::: Segmento de texto

Esta é uma das suas obras mais conhecidas, sendo um dos quadros favoritos da artista e que lhe valeu o Prémio Revelação Amadeo de Souza Cardoso, em 1941, quando o pintou. Nele vemos Maria Keil ao centro voltada a 3/4, entregando-nos directamente o lado esquerdo do corpo. Encara-nos sem medo com um olhar sério, mas de certo modo dócil. Veste um casaco vermelho escuro e uma camisa branca cujas golas segura com as mãos, formando uma espécie de coração. Do lado esquerdo da obra conseguimos ver a parte de trás de uma tela, sugerindo que a artista se encontra no seu atelier. O fundo é colorido em tons de verde, bege e castanho, permitindo que a figura da artista se destaque.

O quadro está exposto na Biblioteca Municipal de Silves a pedido da própria artista, pois foi nessa cidade que nasceu e sempre mostrou orgulho nisso. Na sala infanto-juvenil do edifício, a obra faz-se acompanhar de uma cópia da carta que Maria Keil escreveu a explicar o motivo da doação.

8. Fernando Lemos, Eu (Auto-retrato), fotografia – papel agfa, 1949. Centro de Arte Moderna – Fundação Calouste Gulbenkian, Lisboa.

Fonte: Centro de Arte Moderna – Fundação Calouste Gulbenkian.

Fernando Lemos (1926-2019) foi um artista multifacetado, dedicando-se à Pintura, ao Desenho, à Fotografia e até à Poesia. Na Fotografia, que é o que nos interessa para abordar a obra aqui apresentada, vai assumir a representação de uma identidade de Portugal que, no seu ponto de vista, não existia até então. Estamos na altura do Estado Novo em que tudo o que é Fotografia origina da foto-reportagem, da propaganda e dos salões fotográficos, estes com preocupações de concurso. Lemos vai utilizar a Fotografia como forma de expressão consistente, mostrando uma identidade “contra-poder” que emergia. Quis fazer o registo dessa geração a quem era comum o sentimento de liberdade, e vai fazê-lo adoptando o Surrealismo.

Este auto-retrato de 1949 data de três anos antes da mudança do artista para o Brasil, mudança essa motivada pelo aperto da polícia política em relação aos encontros destes jovens. A sua obra Surrealista será valorizada em Portugal apenas após o 25 de Abril de 1974, mas o artista jamais voltará ao seu país Natal a não ser para visitas.

Nesta fotografia há uma forte carga onírica apoiada por uma grande encenação, no sentido em que nem tudo o que nos parece é. O fumo que vemos sair da cabeça de Fernando Lemos é, na verdade, uma “cabeleira” de lã de vidro; nesse fumo conseguimos ver a lâmina de uma faca e uma carta de tarot que representa o Arcano XII do Tarot de Marselha – o Pendurado, carta essa associada ao sentido de sacrifício. Esse espírito está também presente nesta Fotografia, a qual foi realizada a partir de múltiplas exposições sobre o mesmo negativo. Outra leitura associada à carta é a de um país às avessas que condena o lado cultural que dele se desliga.

::::::

** As suas tarefas **
[1] No texto sobre os auto-retratos de Maria Keil e Fernando Lemos, de que é feito, na realidade, o fumo que se vê sair da cabeça de Fernando Lemos na fotografia?
[2] Prolongue o texto sobre os auto-retratos de Maria Keil e Fernando Lemos a partir do ponto em que termina.
Os itens que se seguem ao texto provêm de outra fonte.

::: Linhas de dados

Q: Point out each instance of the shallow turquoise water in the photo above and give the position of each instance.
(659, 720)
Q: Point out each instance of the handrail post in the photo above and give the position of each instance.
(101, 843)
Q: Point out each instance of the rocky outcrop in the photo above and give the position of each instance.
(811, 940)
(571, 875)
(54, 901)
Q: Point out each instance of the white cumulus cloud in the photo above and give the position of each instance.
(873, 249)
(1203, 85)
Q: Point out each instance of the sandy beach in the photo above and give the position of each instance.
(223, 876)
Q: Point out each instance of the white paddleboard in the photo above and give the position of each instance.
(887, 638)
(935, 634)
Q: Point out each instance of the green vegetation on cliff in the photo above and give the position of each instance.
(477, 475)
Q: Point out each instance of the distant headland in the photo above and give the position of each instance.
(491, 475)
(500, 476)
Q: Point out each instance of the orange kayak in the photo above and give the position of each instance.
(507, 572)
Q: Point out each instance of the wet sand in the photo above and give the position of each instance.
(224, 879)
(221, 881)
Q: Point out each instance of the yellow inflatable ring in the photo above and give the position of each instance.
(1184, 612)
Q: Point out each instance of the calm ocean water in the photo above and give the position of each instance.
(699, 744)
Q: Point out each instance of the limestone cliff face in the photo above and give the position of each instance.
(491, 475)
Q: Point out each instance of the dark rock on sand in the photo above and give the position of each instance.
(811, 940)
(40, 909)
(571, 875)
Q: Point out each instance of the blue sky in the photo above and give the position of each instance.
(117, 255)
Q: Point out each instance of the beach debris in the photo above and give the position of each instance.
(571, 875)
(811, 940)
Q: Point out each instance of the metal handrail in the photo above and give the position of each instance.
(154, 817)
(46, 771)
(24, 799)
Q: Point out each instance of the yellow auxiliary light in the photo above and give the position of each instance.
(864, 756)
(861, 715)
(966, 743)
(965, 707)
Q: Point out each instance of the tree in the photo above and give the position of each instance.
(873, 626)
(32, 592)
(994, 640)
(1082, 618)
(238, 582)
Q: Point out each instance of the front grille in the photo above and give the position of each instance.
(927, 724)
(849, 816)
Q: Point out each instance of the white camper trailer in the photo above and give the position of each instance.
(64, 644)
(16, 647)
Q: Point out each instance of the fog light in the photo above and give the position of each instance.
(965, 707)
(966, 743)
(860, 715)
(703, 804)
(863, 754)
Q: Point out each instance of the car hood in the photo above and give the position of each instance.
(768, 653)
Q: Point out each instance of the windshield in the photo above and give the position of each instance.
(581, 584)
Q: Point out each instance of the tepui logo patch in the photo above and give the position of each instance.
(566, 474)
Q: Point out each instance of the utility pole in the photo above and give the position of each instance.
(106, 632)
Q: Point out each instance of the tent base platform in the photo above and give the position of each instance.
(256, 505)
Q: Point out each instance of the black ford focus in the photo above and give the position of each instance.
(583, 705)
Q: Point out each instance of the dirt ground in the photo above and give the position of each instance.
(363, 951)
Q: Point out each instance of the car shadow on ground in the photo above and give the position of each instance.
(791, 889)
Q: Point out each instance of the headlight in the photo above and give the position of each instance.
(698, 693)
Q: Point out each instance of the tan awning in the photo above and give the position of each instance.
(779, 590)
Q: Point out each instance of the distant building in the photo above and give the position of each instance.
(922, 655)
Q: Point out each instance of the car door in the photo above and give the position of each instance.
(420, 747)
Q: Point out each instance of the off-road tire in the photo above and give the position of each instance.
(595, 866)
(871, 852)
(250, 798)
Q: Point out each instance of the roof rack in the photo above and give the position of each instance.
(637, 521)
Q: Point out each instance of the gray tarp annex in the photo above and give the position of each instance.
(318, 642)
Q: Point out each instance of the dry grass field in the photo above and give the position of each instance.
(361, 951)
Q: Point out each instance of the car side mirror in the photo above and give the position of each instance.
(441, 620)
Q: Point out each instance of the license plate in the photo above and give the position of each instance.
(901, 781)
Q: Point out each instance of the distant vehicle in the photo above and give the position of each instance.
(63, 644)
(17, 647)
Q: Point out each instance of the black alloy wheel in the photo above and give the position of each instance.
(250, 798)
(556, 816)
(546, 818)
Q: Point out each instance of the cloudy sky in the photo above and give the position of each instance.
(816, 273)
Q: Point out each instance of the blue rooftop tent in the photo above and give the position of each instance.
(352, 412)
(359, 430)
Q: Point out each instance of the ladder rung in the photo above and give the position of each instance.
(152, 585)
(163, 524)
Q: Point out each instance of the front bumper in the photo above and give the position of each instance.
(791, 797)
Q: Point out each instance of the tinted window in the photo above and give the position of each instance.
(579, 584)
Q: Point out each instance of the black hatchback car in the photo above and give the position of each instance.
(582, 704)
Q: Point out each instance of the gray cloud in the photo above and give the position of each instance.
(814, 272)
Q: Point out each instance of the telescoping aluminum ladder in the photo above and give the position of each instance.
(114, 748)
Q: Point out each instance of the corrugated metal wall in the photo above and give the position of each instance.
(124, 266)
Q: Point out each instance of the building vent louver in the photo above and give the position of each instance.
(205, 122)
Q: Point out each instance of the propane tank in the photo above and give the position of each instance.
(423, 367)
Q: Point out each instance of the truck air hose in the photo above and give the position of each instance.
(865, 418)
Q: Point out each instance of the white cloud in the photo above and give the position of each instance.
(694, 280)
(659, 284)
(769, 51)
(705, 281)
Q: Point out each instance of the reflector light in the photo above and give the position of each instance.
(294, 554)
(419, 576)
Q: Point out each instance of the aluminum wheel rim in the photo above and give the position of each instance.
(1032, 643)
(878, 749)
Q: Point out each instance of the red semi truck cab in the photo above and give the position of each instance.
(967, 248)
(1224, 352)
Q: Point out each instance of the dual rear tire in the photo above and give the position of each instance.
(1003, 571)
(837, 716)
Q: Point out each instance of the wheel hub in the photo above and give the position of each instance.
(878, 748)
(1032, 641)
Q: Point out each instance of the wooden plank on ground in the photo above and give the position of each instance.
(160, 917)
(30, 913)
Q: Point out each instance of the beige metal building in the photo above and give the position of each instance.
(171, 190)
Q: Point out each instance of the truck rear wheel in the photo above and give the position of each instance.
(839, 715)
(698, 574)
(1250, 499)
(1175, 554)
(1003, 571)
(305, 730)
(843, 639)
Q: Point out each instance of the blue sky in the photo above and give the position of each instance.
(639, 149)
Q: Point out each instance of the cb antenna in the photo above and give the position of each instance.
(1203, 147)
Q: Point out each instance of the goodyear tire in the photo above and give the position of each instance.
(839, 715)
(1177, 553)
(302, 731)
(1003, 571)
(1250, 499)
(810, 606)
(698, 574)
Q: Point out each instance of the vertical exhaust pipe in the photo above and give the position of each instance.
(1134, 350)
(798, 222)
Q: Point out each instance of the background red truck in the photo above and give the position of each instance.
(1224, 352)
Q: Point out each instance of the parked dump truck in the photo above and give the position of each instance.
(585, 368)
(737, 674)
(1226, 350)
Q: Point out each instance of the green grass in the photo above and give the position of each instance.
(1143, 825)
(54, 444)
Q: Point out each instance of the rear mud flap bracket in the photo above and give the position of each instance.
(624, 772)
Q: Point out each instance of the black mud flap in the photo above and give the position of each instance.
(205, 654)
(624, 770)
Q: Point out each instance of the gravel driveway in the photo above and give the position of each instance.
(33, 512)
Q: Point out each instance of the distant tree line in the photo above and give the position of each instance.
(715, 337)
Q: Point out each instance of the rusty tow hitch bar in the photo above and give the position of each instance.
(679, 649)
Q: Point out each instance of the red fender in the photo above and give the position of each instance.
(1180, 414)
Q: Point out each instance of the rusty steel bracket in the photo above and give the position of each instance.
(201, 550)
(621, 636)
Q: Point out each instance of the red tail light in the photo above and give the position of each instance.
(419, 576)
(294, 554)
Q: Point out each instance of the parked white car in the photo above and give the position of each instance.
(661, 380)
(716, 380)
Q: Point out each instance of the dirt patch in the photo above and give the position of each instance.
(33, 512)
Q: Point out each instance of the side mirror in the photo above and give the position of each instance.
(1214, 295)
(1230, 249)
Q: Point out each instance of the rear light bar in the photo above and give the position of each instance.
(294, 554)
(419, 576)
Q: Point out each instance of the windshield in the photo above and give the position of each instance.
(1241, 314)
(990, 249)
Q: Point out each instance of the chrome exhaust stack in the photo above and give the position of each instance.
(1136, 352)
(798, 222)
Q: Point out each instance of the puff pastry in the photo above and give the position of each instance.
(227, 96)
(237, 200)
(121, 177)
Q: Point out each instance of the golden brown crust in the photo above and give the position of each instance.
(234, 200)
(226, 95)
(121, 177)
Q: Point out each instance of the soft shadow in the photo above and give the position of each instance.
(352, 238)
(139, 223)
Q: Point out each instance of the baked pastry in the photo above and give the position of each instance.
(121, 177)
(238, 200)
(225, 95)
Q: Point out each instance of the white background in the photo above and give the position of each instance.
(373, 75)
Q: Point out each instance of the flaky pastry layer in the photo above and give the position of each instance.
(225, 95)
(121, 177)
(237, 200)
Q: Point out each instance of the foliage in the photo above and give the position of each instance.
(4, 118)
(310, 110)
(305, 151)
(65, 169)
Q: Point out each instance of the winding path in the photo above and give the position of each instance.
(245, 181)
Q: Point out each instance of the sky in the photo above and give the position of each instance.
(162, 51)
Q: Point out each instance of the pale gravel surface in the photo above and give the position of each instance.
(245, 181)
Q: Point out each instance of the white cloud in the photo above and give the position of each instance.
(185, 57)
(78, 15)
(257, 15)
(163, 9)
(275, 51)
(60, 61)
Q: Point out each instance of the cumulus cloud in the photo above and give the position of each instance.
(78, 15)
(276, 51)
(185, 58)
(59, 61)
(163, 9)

::::::

** Respostas por tarefa **
[1] De uma “cabeleira” de lã de vidro.

[2]
Todo o claro-escuro provém de uma luz que o próprio segura na mão esquerda, lado contrário para o qual o artista desvia o olhar, não encarando quem o vê.

9. Ana Hatherly, Auto-retrato à la Matisse, caneta de feltro e colagem sobre papel, 1971. Centro de Arte Moderna – Fundação Calouste Gulbenkian, Lisboa.

Fonte: Centro de Arte Moderna – Fundação Calouste Gulbenkian.

Ana Hatherly (1929-2015) movimentou-se acima de tudo no mundo da Poesia, tendo desenvolvido uma carreira paralela nas Artes Plásticas. Com um percurso artístico iniciado na década de 1960, conclui que a escrita “nunca foi senão representação: imagem” e vai criar aquilo que o Centro de Arte Moderna – Fundação Calouste Gulbenkian designa como “escrita-imagem”, centrando a sua pesquisa na caligrafia e nos signos (sinais da linguagem verbal, não confundir com Astrologia). Integra o Grupo Experimentalista Português, não se fechando nunca a correntes artísticas.

Prova disso é este Auto-retrato à la Matisse, que mostra que conhecia várias estéticas e artistas, tendo feito o mesmo, por exemplo, com Füssli.
As cores são fortes e assumem-se em manchas coloridas, não havendo a intenção de criar claro-escuro. A face da artista é vermelha, tal como o fundo da composição. No delineado da face conseguimos perceber o esboço a lápis por baixo da caneta de feltro preta, mostrando que, embora pareça algo mais simples, há sempre uma preparação por detrás da obra final.

10. Maria José Oliveira, Auto-retrato, barro cru policromado e tinta de esmalte, 1980. Centro de Arte Moderna – Fundação Calouste Gulbenkian, Lisboa.

Fonte: Centro de Arte Moderna – Fundação Calouste Gulbenkian.

A obra de Maria José Oliveira (n. 1943) caminha por várias técnicas artísticas, sendo-lhes comum a atenção que dá ao corpo e à natureza enquanto conceitos, modelos e suportes. Trabalha sobretudo com materiais naturais e orgânicos, como o café, a terra, ovos, resina, etc.

A peça que podem ver acima encaixa-se nos modelados que a artista faz tendo o corpo como ponto de partida e assumindo as mesmas imperfeições e irregularidades. Tal como é característico da sua obra, a paleta cromática é bastante reduzida, cingindo-se ao bege, ao azul e ao vermelho. Esse vermelho delineia os detalhes da parte que encima a peça, um coração. Maria José Oliveira recorreu ao espelho para reproduzir o seu corpo como algo sem importância e do qual não conseguimos distinguir qualquer parte. O coração é o único elemento que se mostra como é, assumindo o topo e o centro do corpo da artista.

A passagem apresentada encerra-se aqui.